The records below need retyping in full; give them again exactly.

(Named-object pointing records)
--*--
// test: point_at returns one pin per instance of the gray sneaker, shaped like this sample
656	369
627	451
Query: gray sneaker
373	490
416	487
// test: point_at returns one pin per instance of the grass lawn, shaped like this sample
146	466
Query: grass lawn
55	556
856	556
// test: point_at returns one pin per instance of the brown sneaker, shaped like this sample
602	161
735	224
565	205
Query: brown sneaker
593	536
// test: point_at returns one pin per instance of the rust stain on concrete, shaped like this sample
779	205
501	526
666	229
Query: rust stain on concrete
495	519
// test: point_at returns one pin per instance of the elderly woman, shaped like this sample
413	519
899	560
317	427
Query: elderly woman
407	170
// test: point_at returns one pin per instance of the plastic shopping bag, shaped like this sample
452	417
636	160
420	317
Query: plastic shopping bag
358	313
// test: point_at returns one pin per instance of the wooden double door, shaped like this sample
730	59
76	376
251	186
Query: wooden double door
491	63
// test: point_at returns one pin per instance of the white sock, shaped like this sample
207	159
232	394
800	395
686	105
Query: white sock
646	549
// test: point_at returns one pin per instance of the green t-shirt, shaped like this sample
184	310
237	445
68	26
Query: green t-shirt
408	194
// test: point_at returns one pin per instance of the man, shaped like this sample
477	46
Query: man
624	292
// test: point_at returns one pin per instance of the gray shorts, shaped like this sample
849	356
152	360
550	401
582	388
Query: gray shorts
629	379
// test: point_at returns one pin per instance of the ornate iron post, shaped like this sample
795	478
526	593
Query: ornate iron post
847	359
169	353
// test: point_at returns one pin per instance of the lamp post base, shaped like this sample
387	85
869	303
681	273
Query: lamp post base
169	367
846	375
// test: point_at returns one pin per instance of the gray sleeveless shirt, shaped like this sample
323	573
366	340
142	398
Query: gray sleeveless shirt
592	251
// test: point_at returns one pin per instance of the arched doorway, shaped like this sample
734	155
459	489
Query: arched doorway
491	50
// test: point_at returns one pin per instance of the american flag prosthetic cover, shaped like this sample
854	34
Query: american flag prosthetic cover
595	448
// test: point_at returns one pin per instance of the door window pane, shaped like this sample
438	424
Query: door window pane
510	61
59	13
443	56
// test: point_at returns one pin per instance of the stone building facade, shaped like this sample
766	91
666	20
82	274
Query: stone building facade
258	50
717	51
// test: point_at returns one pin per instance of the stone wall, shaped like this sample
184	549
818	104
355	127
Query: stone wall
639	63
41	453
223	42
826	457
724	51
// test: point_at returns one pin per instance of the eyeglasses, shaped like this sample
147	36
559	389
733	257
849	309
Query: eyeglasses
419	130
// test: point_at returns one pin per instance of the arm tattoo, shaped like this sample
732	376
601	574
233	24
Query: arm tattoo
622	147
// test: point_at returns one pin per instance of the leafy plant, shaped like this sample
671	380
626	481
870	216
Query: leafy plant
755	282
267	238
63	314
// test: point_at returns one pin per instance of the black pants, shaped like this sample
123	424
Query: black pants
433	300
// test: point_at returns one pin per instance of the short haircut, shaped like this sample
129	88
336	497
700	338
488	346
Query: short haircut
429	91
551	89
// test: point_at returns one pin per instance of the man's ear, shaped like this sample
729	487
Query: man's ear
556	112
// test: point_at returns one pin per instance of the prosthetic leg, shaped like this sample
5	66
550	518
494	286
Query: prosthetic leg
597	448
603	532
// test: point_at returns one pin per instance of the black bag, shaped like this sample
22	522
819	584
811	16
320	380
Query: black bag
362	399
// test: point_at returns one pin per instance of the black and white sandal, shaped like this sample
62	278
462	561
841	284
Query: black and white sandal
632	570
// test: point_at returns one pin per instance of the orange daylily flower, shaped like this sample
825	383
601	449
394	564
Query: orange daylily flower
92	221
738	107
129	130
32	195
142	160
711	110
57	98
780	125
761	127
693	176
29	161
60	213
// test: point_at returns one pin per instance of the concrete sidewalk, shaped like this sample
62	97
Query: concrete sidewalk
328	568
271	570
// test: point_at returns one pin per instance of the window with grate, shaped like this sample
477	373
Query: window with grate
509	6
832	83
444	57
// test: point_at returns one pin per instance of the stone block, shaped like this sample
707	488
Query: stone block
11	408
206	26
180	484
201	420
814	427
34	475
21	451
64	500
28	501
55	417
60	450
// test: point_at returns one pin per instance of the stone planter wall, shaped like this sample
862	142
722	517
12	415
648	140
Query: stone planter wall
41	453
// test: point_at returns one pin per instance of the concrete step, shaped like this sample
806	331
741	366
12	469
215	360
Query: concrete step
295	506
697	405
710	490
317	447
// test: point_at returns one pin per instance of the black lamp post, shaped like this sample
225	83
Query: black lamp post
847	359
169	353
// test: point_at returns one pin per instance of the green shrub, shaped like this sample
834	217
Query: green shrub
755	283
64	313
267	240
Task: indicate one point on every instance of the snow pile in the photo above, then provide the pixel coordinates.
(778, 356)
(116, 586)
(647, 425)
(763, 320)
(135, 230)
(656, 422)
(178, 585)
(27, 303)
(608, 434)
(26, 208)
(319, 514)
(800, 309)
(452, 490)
--*--
SOLUTION FOR THIS TASK ▸
// test: point_at returns one pin per instance of the gray sneaker, shaped like this sample
656	369
627	451
Query: gray sneaker
373	490
416	487
// test: point_at returns one pin per instance of the grass lawn, shaped like this sample
146	466
Query: grass lawn
55	556
856	556
// test: point_at returns one pin per instance of the brown sneaker, shaped like this sample
602	161
735	224
565	205
Query: brown sneaker
593	536
// test: point_at returns one pin per instance of the rust stain on concrete, shaped like this sample
779	205
501	526
666	229
Query: rust stain on concrete
495	519
// test: point_at returns one pin per instance of the elderly woman, shaped like this sample
413	519
899	560
317	427
Query: elderly woman
407	170
// test: point_at returns one pin per instance of the plastic shopping bag, shaped like this sample
452	417
636	160
420	317
Query: plastic shopping bag
358	313
// test: point_at returns one pin per instance of the wooden double door, shaped like this sample
730	59
76	376
251	186
Query: wooden double door
491	63
// test: point_at returns one pin per instance of the white sock, shaped like this sample
207	159
232	394
800	395
686	105
Query: white sock
646	549
// test: point_at returns one pin per instance of the green t-shirt, shaped like this sample
184	310
237	445
68	26
Query: green t-shirt
408	194
// test: point_at returns one pin per instance of the man, shaped like this sample
477	46
Query: man
624	292
// test: point_at returns one pin per instance of the gray shorts, shaped like this sample
849	356
152	360
550	401
582	388
Query: gray shorts
629	379
// test: point_at returns one pin per instance of the ornate iron post, shaped like this sample
795	478
526	593
Query: ornate iron post
847	359
169	353
// test: point_at returns one pin per instance of the lamp post base, shaped like this sample
387	85
869	303
681	273
Query: lamp post base
169	367
846	375
// test: point_at returns one pin per instance of the gray sleeveless shirt, shaped like this sample
323	573
366	340
142	398
Query: gray sleeveless shirt
592	251
// test: point_at returns one pin per instance of the arched doorway, shaped like this sample
734	155
459	489
Query: arched doorway
491	50
// test: point_at returns one pin per instance of the american flag prosthetic cover, shaped like this sample
854	34
Query: american flag prosthetic cover
595	448
// test: point_at returns one pin per instance of the door window pane, shaped like this sample
438	424
Query: door window pane
510	61
59	13
443	56
// test: point_at returns one pin per instance of the stone building facade, shaped like this sample
766	91
666	20
82	274
Query: stone building facade
258	50
717	51
// test: point_at returns one pin per instance of the stone wall, shaped like this sample
184	549
818	104
355	127
Query: stone wall
639	63
41	453
223	42
826	457
724	51
// test: point_at returns one pin per instance of the eyeglasses, shaped like this sample
147	36
559	389
733	257
849	309
Query: eyeglasses
419	130
// test: point_at returns one pin per instance of the arm tattoo, shaped like this sample
732	376
601	574
233	24
Query: arm tattoo
622	147
// test: point_at returns one pin per instance of the leafy plant, shaped like this sample
671	380
626	481
870	216
Query: leafy plant
755	282
267	238
63	314
// test: point_at returns one pin per instance of the black pants, shaped like this sample
123	424
Query: black pants
433	300
// test: point_at returns one pin per instance of the short haircut, shaped like this sample
129	88
336	497
700	338
488	346
Query: short haircut
429	91
551	89
// test: point_at returns one pin per instance of the man's ear, shaped like this sample
729	487
Query: man's ear
556	112
// test: point_at returns one pin per instance of the prosthetic leg, shaped like this sample
5	66
550	518
494	286
Query: prosthetic leg
597	448
603	532
// test: point_at returns one pin per instance of the black bag, shaped like this sample
22	522
819	584
811	16
320	380
Query: black bag
362	399
// test: point_at returns one pin per instance of the black and white sandal, shaped like this sample
62	278
462	561
841	284
Query: black and white sandal
632	570
// test: point_at returns one pin per instance of the orange daylily flower, shaped like this sample
825	383
601	449
394	564
Query: orange daylily flower
92	221
738	107
129	130
32	195
142	160
711	110
57	98
780	125
761	127
693	176
29	161
60	213
// test: point_at returns one pin per instance of the concrete sidewalk, shaped like this sample
62	97
Query: concrete sidewalk
328	568
271	570
// test: point_at returns one pin per instance of the window with grate, shaped like this sample
477	373
Query: window with grate
509	6
832	83
444	57
// test: point_at returns one pin per instance of the stone block, shaped like this sample
707	488
Query: stone block
11	408
206	26
180	484
201	420
814	427
34	475
21	451
64	500
28	501
55	417
60	450
// test: point_at returns one pin per instance of the stone planter wall, shaped like this sample
862	142
722	517
12	415
648	140
Query: stone planter wall
41	453
// test: point_at returns one pin per instance of the concrete step, shaped like this sample
806	331
741	366
12	469
215	360
Query: concrete step
295	506
697	405
710	490
317	447
// test: point_at returns one pin per instance of the black lamp post, shaped like this sample
225	83
Query: black lamp post
847	359
169	353
// test: point_at returns one pin per instance of the green shrub, shaped like this sample
834	217
Query: green shrub
755	283
64	313
267	240
Task: indicate one point on every instance of the snow pile in the photo above, then provide the pixel coordinates.
(778, 356)
(116, 586)
(647, 425)
(763, 320)
(135, 230)
(656, 422)
(178, 585)
(27, 303)
(608, 434)
(26, 208)
(319, 514)
(800, 309)
(452, 490)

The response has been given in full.